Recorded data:
------------------------------

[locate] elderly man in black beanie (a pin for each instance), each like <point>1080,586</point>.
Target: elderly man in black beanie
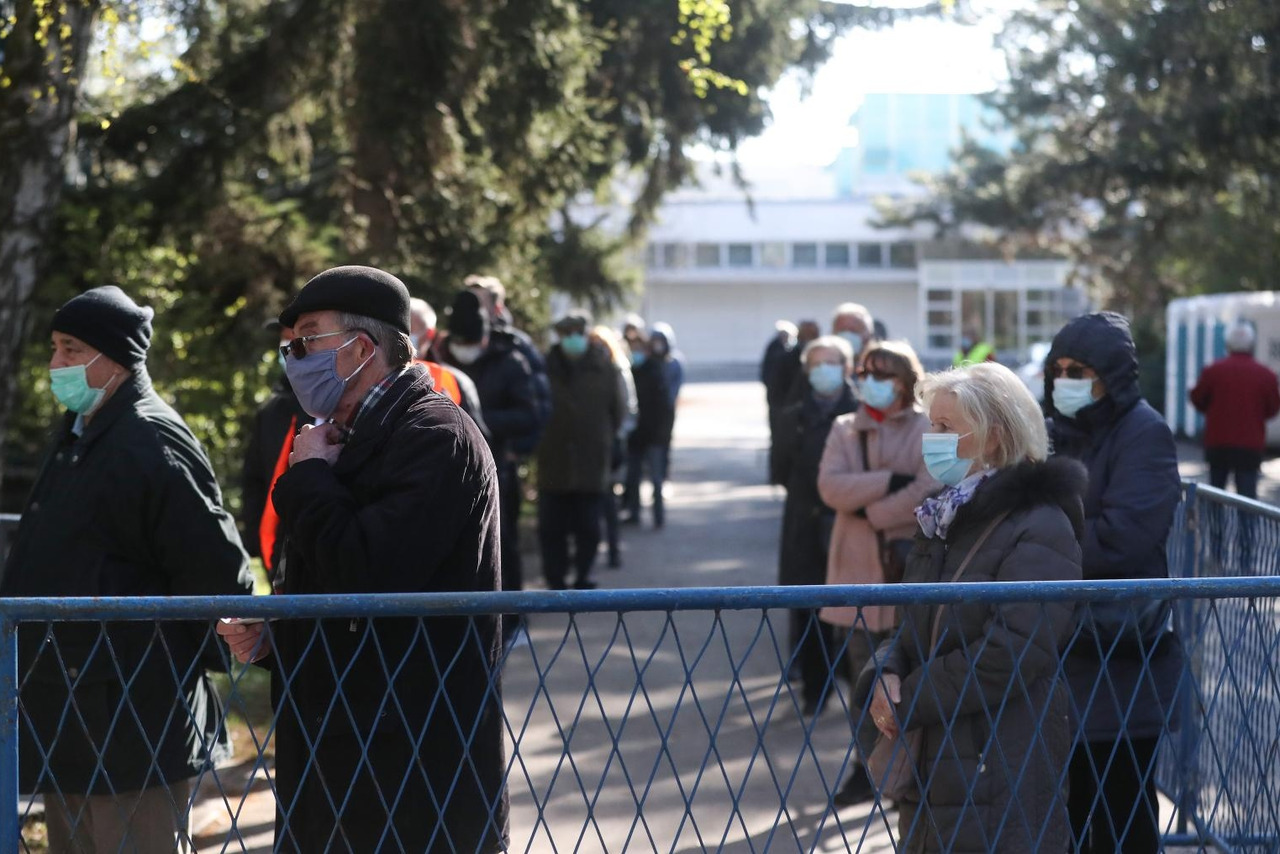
<point>117,718</point>
<point>388,730</point>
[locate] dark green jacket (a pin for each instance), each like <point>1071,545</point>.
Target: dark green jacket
<point>588,406</point>
<point>129,508</point>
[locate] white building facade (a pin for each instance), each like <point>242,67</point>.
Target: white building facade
<point>722,269</point>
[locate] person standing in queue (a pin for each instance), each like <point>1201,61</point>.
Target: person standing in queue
<point>411,757</point>
<point>117,717</point>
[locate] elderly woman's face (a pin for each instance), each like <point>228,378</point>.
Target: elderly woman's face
<point>945,416</point>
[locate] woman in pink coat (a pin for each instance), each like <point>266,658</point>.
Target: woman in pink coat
<point>874,499</point>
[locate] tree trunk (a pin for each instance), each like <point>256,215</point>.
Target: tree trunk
<point>40,82</point>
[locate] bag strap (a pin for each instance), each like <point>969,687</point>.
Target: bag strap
<point>955,576</point>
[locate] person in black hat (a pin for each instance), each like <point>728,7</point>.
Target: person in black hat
<point>126,505</point>
<point>510,403</point>
<point>394,465</point>
<point>574,457</point>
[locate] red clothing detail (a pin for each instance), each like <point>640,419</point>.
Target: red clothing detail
<point>1238,396</point>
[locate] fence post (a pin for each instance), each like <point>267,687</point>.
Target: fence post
<point>10,822</point>
<point>1184,622</point>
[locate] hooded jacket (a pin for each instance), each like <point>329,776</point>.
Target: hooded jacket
<point>1128,511</point>
<point>988,702</point>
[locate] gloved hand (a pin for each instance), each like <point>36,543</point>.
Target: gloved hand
<point>899,482</point>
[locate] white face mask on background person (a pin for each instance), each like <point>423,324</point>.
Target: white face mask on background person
<point>466,354</point>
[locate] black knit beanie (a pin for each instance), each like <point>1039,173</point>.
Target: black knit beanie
<point>362,291</point>
<point>108,320</point>
<point>467,322</point>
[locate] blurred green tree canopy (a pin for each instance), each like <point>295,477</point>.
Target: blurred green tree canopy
<point>210,155</point>
<point>1147,149</point>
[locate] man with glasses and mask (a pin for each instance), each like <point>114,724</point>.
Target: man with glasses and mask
<point>410,754</point>
<point>118,717</point>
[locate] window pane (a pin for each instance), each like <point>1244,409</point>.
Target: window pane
<point>901,255</point>
<point>1006,320</point>
<point>773,254</point>
<point>707,255</point>
<point>871,255</point>
<point>804,255</point>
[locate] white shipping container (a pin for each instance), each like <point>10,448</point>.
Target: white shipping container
<point>1197,336</point>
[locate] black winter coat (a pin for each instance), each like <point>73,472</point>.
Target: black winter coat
<point>656,414</point>
<point>410,506</point>
<point>272,424</point>
<point>807,521</point>
<point>508,396</point>
<point>128,508</point>
<point>1129,506</point>
<point>990,702</point>
<point>588,406</point>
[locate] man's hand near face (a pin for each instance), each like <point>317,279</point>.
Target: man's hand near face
<point>316,443</point>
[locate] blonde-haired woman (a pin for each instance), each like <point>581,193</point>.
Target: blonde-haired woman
<point>873,475</point>
<point>979,683</point>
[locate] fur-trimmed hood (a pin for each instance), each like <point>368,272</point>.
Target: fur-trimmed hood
<point>1057,482</point>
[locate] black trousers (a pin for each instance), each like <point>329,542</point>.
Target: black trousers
<point>1242,464</point>
<point>562,517</point>
<point>1125,813</point>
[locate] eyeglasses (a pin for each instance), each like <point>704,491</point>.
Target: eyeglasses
<point>1070,371</point>
<point>298,346</point>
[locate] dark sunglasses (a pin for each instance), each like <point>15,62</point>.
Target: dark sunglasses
<point>1073,371</point>
<point>298,346</point>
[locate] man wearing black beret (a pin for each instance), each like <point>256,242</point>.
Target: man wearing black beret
<point>394,492</point>
<point>117,718</point>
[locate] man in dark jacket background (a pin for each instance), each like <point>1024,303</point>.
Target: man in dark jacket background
<point>1238,396</point>
<point>126,505</point>
<point>508,400</point>
<point>574,456</point>
<point>410,754</point>
<point>1121,672</point>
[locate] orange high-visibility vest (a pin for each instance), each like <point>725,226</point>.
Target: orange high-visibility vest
<point>270,521</point>
<point>446,382</point>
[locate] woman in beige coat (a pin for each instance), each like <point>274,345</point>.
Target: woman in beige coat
<point>874,499</point>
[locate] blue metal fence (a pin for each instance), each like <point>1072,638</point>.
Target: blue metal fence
<point>664,720</point>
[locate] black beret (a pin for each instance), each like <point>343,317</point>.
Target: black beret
<point>108,320</point>
<point>362,291</point>
<point>469,322</point>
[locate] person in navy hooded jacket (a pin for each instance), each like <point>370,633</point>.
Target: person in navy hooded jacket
<point>1124,666</point>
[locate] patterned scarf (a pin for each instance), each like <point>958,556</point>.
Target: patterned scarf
<point>937,514</point>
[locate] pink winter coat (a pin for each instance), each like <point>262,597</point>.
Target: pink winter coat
<point>894,447</point>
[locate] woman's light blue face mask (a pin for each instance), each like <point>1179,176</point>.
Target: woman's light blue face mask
<point>941,457</point>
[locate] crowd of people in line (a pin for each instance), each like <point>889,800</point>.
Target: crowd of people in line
<point>896,475</point>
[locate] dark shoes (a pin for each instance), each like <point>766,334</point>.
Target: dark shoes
<point>856,790</point>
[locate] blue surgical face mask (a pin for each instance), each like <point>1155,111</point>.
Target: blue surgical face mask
<point>574,345</point>
<point>316,382</point>
<point>1070,396</point>
<point>72,389</point>
<point>878,393</point>
<point>941,457</point>
<point>826,379</point>
<point>854,339</point>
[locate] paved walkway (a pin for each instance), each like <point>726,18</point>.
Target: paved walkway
<point>621,721</point>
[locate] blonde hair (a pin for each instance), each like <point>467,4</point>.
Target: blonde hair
<point>828,342</point>
<point>899,357</point>
<point>995,402</point>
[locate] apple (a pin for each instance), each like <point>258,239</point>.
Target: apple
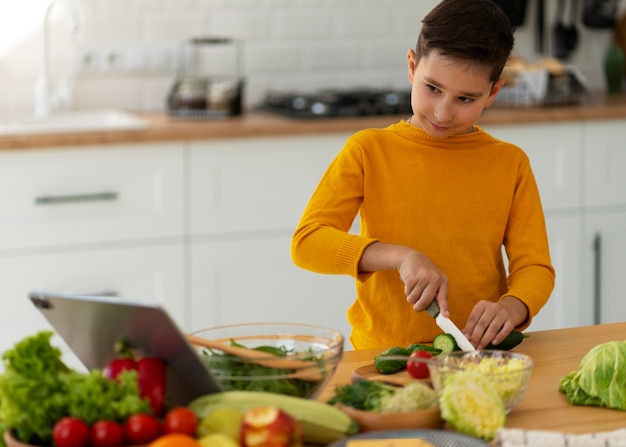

------------------------------

- Request:
Return every line of the listing above that contains the string "standing", treating uppercase and lowercase as different.

- Reply to the task:
[locate] person standing in queue (a pin for each instance), each like <point>1201,61</point>.
Target: person standing in queue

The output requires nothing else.